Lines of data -
'''
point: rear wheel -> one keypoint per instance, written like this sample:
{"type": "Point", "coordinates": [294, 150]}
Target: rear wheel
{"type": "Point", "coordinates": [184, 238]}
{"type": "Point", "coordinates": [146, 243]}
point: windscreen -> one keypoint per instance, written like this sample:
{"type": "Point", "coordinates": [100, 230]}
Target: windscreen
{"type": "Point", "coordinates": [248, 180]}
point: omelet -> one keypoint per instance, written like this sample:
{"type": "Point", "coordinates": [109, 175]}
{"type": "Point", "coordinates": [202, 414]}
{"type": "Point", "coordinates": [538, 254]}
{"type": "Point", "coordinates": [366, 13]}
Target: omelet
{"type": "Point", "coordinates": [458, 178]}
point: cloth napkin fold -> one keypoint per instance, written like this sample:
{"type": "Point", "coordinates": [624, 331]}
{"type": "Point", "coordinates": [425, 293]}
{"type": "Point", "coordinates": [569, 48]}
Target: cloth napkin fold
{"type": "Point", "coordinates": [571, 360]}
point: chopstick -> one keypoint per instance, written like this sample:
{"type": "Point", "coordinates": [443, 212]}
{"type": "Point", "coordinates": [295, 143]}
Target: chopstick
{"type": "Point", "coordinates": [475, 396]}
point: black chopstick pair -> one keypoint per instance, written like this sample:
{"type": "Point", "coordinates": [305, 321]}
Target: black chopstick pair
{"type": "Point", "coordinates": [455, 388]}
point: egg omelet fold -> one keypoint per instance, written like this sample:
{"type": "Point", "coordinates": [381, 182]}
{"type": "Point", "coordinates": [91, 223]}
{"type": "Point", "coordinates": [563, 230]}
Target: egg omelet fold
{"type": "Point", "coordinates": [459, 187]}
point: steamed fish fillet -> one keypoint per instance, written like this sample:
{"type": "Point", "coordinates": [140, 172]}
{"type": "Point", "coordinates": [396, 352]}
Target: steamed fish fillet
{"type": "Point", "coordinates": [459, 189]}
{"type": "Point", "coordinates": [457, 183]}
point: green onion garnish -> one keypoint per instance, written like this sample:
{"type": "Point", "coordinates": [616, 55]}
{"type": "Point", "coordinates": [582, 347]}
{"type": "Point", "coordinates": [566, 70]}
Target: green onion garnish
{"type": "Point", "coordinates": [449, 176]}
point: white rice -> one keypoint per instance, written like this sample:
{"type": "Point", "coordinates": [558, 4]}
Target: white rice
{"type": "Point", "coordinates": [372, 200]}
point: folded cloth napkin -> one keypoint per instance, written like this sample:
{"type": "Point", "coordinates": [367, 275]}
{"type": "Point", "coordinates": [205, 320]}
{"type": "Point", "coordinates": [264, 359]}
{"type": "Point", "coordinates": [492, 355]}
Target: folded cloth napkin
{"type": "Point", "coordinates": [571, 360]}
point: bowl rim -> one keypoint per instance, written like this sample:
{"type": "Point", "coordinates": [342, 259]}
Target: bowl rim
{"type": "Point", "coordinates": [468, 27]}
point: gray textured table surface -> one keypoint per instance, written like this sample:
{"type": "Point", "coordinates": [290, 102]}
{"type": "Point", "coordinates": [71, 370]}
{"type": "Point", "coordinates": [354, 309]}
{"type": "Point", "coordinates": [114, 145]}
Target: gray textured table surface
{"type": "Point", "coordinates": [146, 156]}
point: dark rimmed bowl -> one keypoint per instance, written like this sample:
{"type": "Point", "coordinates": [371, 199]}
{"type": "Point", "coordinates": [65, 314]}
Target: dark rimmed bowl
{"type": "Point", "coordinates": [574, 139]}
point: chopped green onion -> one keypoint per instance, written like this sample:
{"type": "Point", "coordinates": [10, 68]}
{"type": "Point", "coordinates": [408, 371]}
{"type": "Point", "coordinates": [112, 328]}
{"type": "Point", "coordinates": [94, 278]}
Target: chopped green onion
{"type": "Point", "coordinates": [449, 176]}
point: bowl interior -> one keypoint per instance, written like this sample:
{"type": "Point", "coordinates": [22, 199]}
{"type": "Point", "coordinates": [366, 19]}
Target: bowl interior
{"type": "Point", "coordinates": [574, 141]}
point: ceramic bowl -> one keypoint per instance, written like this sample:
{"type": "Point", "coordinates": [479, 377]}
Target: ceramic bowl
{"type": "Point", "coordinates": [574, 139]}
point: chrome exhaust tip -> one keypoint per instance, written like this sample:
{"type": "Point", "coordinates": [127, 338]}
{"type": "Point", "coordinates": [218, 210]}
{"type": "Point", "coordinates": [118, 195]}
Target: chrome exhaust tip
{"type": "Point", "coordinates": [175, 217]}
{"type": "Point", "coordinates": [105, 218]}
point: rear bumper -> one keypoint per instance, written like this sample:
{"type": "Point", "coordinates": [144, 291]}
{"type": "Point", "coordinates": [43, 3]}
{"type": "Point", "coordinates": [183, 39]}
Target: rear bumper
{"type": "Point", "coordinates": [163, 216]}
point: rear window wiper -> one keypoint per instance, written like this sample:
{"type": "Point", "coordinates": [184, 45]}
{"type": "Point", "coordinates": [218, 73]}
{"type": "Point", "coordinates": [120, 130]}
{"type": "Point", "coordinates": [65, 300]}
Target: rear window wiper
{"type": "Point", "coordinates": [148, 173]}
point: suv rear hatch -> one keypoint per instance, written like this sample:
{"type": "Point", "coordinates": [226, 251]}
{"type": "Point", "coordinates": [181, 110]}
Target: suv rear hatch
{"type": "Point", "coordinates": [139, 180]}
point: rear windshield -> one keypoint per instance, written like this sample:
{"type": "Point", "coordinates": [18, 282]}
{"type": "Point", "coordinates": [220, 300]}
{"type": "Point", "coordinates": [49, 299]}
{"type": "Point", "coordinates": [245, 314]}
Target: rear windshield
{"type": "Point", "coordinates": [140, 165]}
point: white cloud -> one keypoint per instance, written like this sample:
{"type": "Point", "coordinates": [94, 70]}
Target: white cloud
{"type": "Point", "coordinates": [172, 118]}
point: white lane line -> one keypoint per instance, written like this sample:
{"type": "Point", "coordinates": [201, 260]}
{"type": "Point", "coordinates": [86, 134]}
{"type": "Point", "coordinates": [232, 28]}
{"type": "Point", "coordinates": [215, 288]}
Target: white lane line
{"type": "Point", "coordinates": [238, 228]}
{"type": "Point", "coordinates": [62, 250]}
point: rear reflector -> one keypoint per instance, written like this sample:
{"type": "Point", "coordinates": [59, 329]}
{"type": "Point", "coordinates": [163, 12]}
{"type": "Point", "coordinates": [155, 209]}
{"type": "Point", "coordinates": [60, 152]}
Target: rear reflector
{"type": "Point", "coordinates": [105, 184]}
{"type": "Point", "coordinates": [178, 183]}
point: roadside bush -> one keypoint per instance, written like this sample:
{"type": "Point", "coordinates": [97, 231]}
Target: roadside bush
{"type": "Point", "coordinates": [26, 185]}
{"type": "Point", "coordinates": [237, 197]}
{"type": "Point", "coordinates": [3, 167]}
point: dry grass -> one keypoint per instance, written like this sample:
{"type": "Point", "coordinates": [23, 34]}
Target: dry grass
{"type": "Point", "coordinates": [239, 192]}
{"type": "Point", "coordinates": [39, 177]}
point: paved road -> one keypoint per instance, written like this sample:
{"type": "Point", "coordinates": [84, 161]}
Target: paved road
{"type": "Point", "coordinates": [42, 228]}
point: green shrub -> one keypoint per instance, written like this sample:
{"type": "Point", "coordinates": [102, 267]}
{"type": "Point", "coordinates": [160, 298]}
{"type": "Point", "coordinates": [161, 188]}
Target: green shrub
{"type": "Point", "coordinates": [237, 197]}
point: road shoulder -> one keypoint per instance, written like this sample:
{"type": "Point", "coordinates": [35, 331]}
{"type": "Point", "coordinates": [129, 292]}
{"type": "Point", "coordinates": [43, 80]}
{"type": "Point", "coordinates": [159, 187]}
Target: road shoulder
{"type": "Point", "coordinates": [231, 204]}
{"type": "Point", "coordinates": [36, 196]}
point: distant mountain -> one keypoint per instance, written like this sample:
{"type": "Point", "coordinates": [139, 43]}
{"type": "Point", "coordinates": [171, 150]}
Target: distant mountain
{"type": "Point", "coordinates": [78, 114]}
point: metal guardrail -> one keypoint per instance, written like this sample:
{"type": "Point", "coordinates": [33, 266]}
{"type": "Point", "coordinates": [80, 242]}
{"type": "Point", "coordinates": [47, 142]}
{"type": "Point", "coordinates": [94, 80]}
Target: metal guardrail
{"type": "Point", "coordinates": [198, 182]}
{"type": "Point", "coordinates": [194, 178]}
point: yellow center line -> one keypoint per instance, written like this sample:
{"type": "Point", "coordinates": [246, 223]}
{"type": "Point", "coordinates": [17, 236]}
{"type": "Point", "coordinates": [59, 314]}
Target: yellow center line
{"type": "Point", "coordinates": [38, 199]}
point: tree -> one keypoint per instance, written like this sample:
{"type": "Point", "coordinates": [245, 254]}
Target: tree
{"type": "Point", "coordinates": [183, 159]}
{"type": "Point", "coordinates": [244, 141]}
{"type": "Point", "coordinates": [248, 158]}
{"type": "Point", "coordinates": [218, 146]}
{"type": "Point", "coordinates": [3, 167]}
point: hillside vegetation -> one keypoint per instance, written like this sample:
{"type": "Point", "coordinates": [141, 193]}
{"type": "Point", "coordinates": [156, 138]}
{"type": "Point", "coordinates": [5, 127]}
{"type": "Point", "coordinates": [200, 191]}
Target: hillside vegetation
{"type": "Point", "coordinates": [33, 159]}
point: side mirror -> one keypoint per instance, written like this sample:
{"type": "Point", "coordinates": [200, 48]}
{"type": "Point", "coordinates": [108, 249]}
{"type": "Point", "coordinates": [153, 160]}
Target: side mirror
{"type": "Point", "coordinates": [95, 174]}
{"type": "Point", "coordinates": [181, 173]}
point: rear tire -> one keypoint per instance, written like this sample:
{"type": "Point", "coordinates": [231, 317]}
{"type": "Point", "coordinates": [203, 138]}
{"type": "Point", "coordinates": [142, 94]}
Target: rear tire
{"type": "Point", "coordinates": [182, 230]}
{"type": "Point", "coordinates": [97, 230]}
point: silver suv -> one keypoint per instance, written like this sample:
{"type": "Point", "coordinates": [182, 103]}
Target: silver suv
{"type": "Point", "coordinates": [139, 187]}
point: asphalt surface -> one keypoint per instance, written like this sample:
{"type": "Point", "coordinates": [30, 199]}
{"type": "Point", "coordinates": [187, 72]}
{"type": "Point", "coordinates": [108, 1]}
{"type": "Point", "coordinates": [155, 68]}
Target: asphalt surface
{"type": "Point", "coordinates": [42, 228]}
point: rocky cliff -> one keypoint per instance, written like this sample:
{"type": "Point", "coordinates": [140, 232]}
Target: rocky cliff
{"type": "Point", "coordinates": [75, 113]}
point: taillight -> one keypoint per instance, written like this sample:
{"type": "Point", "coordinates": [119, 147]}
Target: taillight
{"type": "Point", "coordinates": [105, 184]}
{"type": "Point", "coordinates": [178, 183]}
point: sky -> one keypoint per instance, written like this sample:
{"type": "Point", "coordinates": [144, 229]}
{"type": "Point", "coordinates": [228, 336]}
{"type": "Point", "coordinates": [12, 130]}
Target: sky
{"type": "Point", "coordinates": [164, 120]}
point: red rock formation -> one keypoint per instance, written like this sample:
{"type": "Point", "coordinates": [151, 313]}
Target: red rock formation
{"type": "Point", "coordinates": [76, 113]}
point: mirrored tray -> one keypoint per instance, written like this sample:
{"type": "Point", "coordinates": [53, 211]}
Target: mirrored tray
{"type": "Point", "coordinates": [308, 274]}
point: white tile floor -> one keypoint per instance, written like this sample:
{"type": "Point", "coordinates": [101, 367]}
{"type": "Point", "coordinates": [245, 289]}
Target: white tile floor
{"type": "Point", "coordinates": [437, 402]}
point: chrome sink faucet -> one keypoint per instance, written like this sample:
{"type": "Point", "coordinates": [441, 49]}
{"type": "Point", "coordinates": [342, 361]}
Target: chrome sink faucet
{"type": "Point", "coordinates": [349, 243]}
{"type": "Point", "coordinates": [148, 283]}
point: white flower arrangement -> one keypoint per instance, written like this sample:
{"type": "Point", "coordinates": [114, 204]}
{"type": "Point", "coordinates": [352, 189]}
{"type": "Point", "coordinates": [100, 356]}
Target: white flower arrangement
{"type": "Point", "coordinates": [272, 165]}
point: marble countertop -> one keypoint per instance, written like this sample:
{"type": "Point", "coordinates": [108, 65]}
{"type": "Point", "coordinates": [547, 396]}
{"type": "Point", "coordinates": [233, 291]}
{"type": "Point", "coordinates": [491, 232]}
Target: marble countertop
'''
Can you quote exactly the lines from the one containing "point: mirrored tray" through the last line of the records above, and nothing else?

Written response -
point: mirrored tray -> one keypoint per instance, written like this sample:
{"type": "Point", "coordinates": [53, 211]}
Target: mirrored tray
{"type": "Point", "coordinates": [308, 274]}
point: white tile floor -> one keypoint per instance, written like this sample:
{"type": "Point", "coordinates": [101, 367]}
{"type": "Point", "coordinates": [245, 289]}
Target: white tile floor
{"type": "Point", "coordinates": [437, 402]}
point: chrome sink faucet -> one keypoint per instance, written like this sample:
{"type": "Point", "coordinates": [441, 49]}
{"type": "Point", "coordinates": [342, 361]}
Target: chrome sink faucet
{"type": "Point", "coordinates": [349, 243]}
{"type": "Point", "coordinates": [148, 283]}
point: white flower arrangement -> one keypoint per instance, written like this sample:
{"type": "Point", "coordinates": [114, 204]}
{"type": "Point", "coordinates": [352, 189]}
{"type": "Point", "coordinates": [100, 356]}
Target: white flower arrangement
{"type": "Point", "coordinates": [272, 165]}
point: marble countertop -> one keypoint per instance, written like this sample:
{"type": "Point", "coordinates": [108, 65]}
{"type": "Point", "coordinates": [547, 396]}
{"type": "Point", "coordinates": [233, 291]}
{"type": "Point", "coordinates": [491, 232]}
Target: marble countertop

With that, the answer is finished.